* Work required: Write out the rows below as a JSON list of strings, one string per line, skipping any blank lines. Leave the pictures out.

* Data rows:
/---
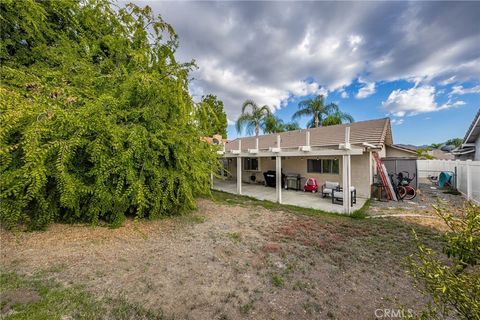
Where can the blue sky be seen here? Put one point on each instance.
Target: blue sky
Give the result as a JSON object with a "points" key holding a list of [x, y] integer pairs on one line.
{"points": [[419, 129], [417, 62]]}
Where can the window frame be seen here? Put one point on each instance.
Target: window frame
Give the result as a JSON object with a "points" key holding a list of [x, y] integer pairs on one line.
{"points": [[324, 162], [248, 161]]}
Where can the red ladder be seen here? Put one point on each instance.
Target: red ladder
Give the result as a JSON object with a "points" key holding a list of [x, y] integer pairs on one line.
{"points": [[382, 172]]}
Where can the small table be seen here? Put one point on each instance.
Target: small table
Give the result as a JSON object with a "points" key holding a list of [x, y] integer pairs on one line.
{"points": [[337, 195]]}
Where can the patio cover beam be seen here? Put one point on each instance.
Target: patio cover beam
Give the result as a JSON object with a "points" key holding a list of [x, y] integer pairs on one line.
{"points": [[313, 153]]}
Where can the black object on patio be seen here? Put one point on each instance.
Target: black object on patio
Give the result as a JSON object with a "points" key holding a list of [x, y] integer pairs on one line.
{"points": [[271, 178], [292, 181]]}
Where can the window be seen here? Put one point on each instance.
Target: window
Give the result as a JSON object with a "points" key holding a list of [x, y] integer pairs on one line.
{"points": [[314, 166], [250, 164], [323, 166]]}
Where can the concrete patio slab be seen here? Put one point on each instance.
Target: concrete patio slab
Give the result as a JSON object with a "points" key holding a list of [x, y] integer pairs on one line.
{"points": [[292, 197]]}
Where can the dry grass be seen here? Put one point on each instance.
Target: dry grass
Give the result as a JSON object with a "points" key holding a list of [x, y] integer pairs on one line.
{"points": [[228, 261]]}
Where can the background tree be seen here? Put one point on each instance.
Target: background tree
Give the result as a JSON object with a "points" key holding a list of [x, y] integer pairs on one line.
{"points": [[273, 124], [211, 116], [335, 116], [253, 120], [97, 121], [321, 114]]}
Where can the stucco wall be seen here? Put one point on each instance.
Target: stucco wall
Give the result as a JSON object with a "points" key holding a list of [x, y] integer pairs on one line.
{"points": [[361, 170]]}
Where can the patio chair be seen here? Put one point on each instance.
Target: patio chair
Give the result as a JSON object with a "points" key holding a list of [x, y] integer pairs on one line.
{"points": [[328, 187], [337, 196]]}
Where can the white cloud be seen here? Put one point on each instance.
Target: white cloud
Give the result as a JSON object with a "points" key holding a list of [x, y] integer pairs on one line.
{"points": [[414, 101], [397, 121], [262, 51], [411, 101], [355, 41], [366, 90], [344, 94], [460, 90]]}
\---
* Solution for this task:
[
  "Where can the blue sky be seen here? Put one point on each instance.",
  "Target: blue sky",
  "Give the result as a JSON object with a \"points\" key holding a list of [x, y] integer pairs on one line.",
  "{\"points\": [[419, 129], [417, 62]]}",
  "Where can the window frame be seen here? Put one point on each instance.",
  "Target: window frame",
  "Give the result as a JSON object with a \"points\" key holding a list of [x, y] integer pairs on one line.",
  "{\"points\": [[324, 162], [248, 161]]}",
  "Where can the red ladder be seen here? Put one point on each instance.",
  "Target: red ladder",
  "Give the result as a JSON object with a \"points\" key holding a list of [x, y] integer pairs on one line.",
  "{\"points\": [[382, 172]]}",
  "Where can the small table be seen here? Put one point on each instance.",
  "Target: small table",
  "Give the result as a JSON object with a \"points\" key holding a list of [x, y] integer pairs on one line.",
  "{\"points\": [[337, 195]]}",
  "Where can the patio cover beam be seen here? Put one point on each instance.",
  "Target: patio cover beam",
  "Give the result as a JSON object with a \"points\" key holding a list of [x, y] integer pairs on one line.",
  "{\"points\": [[313, 153]]}",
  "Where can the black object on patio be seen here? Put one point on each instance.",
  "Target: black object on patio",
  "Give the result as a JSON object with a \"points\" key holding a list of [x, y] integer pairs on one line.",
  "{\"points\": [[271, 178], [292, 181]]}",
  "Where can the window be seen here? Put one point on each instance.",
  "Target: window",
  "Give the result as a JSON object with a \"points\" key holding a list of [x, y] integer pairs on one line.",
  "{\"points\": [[314, 166], [250, 164], [323, 166]]}",
  "Where can the concrete patio slab be seen here? Put one point on each instance.",
  "Target: concrete patio slab",
  "Give the result as a JSON object with a \"points\" key holding a list of [x, y] integer pairs on one line.",
  "{\"points\": [[292, 197]]}",
  "Where can the dry grass be seen here? Put one point on each instance.",
  "Target: dry grass",
  "Give the result as a JSON object with a \"points\" key holding a list of [x, y] integer pairs on one line.",
  "{\"points\": [[228, 261]]}",
  "Where can the background tree be seen here? Put one point on each instance.",
  "Target: background tree",
  "Give the result as a JSON object with a \"points\" key holding a list of [x, y] integer pairs on one line.",
  "{\"points\": [[273, 124], [211, 116], [335, 116], [253, 120], [97, 121], [321, 114]]}",
  "Where can the stucco wall be seen here? Put one point on each instance.",
  "Target: stucco wall",
  "Give the result as a JSON object with a \"points\" key holding a list of [x, y] integer pairs on one line.",
  "{\"points\": [[361, 170]]}",
  "Where can the patio chair be seen here? Put one point on each instance.",
  "Target: patio chair",
  "Give the result as a JSON object with a \"points\" key holding a list of [x, y] integer pairs on one line.",
  "{\"points\": [[328, 187], [337, 196]]}",
  "Where can the white cloud be seen here? Put one point on each instance.",
  "Target: white cloud",
  "Give the result as a JSON object with a \"points\" key holding a list of [x, y] integer pairs on one line.",
  "{\"points\": [[414, 101], [397, 121], [262, 51], [411, 101], [355, 41], [366, 90], [344, 94], [460, 90]]}"
]